SHORT TASK 1 ▸ Find each line in the rows below that contains the word "woman", and copy those lines out in full.
### EXTRACT ###
We are meaning to convey that we are emphatic about our opinions on this
matter.
We have coordinated the color and shape of our supporting documents with
the outfit we have chosen to wear on this important occasion of our
speaking.
The language is suspicious. Like her depictions of the photographs, they zoom in so far on the wrong details that the whole is no longer visible. It has the opposite effect of the pronoun switching, creating distance rather than closeness. However, even as the photographs and testimony become abstract, the reader can’t help but remember what they are looking at, causing each image, each act of torture, to snap back into focus.
* * * *
As the title might suggest, Sand Opera is about listening and being heard. The book began, Metres writes in his notes, “out of the vertigo of feeling unheard as an Arab American” after 9/11. The operatic structure grounds the text letting Metres range far and wide. “I’ve found myself split,” Metres writes, “between my American upbringing and my Arab roots, between raising young children and witnessing the War on Terror abroad.” Metres enacts that tension by collaging a great many sources together, from the Standard Operating Procedures for Camp Delta at Guantanamo Bay (released as part of WikiLeaks) to a cookbook of Iraqi cuisine to the Bible (the Quran is notably absent).
Collaging allows Metres to reference the interrogation of Mohammad al-Sliha at Guantanamo, “who was exposed to ‘variable light patterns and music’—including Drowning Pool’s ‘Let the Bodies Hit the Floor,’ ‘Barney Is a Dinosaur,’ Rage Against the Machine, and the Sesame Street theme.”
[…] no way
to keep the music from entering & breaking
the bodies hit / Let the bodies hit the / Barney
is a dinosaur / this is touching without being
touched / this is being without
silence
Hauntingly, “Hung Lyres” is dedicated to Metres’ young daughters, adding another layer to the use of Barney lyrics. Such are the complications and juxtapositions Metres wants the reader to explore with him. Each section of “Hung Lyres” is titled “@”—most common in our lexicon as part of email addresses and Twitter handles. In Metres’ hands, however, it also becomes an ear:
this is aria of nightfall that sets the anvil
to tremble the temple behind the temples
when you emerged not mouth or fingers but cries
& whorls & folds to hold sound in
the first thing I saw was your ear
I would be remiss if I didn’t mention the designer who worked with Metres on Sand Opera. Mary Austin Speaker is a poet herself, sensitive to the needs of text and the possibilities of image. While the poems in the collection are powerful on their own, some of the collection’s success is due to the judicious use of transparent pages to layer text and image, to redact and reveal. The title of the book is a redaction of Standard Operating Procedure revealed just inside the cover. Other poems feature redactions that create new meanings:
four Iraqis at the gate
all of them missing
their hands or their
xxxxxxxxxxxxxxx story
These visual techniques provide new possibilities for the text, meaning each poem, each line, and each word do as much work as possible.
Sand Opera is a mind sorting through the information it has and trying to make sense of it. That it feels coherent and complete is an impressive feat and the book itself feels like an art object. By using the text he does, Metres preserves and critiques it, enacting the “vertigo” he experienced in a way a more traditional lyric is unable to do.
###
SHORT TASK 2 ▸ Retype the part of the review of Sand Opera above word for word, starting at "We are meaning" and ending at "back into focus.".
### ENTRIES ###
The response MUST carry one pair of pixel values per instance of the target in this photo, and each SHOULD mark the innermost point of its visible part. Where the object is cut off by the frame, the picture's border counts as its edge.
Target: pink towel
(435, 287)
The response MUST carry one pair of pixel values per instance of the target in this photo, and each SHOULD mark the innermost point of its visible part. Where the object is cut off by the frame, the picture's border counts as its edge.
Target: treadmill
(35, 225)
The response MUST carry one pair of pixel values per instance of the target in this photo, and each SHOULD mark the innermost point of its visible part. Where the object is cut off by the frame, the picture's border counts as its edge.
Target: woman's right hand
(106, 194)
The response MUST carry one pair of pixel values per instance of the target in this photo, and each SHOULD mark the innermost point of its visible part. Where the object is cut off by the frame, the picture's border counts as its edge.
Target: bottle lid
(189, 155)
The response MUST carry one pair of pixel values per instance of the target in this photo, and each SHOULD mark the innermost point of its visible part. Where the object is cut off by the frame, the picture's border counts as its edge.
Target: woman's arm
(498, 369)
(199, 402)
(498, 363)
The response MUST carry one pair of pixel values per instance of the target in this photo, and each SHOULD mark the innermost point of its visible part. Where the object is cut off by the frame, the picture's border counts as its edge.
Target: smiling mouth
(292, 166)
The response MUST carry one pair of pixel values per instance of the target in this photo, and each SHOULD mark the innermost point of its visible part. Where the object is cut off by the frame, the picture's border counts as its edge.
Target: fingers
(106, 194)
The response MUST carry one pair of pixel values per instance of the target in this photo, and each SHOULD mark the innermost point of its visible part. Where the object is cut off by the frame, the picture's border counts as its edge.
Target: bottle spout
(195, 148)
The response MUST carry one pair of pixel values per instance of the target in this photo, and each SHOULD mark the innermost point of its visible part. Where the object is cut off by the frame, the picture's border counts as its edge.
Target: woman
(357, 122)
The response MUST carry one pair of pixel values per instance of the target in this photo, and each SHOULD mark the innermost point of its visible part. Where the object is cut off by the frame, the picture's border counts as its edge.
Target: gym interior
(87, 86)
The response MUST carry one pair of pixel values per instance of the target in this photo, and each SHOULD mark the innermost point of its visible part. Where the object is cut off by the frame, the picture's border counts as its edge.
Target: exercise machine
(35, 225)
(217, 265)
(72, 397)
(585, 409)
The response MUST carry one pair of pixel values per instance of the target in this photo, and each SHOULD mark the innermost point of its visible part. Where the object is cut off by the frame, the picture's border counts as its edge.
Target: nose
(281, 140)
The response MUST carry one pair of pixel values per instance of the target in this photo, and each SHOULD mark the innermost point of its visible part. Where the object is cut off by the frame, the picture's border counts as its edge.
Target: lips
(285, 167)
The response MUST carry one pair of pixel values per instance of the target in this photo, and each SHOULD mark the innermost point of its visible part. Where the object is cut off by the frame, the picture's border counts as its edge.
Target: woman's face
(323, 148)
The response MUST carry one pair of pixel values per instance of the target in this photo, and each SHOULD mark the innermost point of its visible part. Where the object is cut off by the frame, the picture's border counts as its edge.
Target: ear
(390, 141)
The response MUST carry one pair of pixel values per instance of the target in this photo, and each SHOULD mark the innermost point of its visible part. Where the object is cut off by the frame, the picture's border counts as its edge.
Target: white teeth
###
SOLUTION 1 ▸
Target: woman's right hand
Target: woman's arm
Target: woman
Target: woman's face

SOLUTION 2 ▸
We are meaning to convey that we are emphatic about our opinions on this
matter.
We have coordinated the color and shape of our supporting documents with
the outfit we have chosen to wear on this important occasion of our
speaking.
The language is suspicious. Like her depictions of the photographs, they zoom in so far on the wrong details that the whole is no longer visible. It has the opposite effect of the pronoun switching, creating distance rather than closeness. However, even as the photographs and testimony become abstract, the reader can’t help but remember what they are looking at, causing each image, each act of torture, to snap back into focus.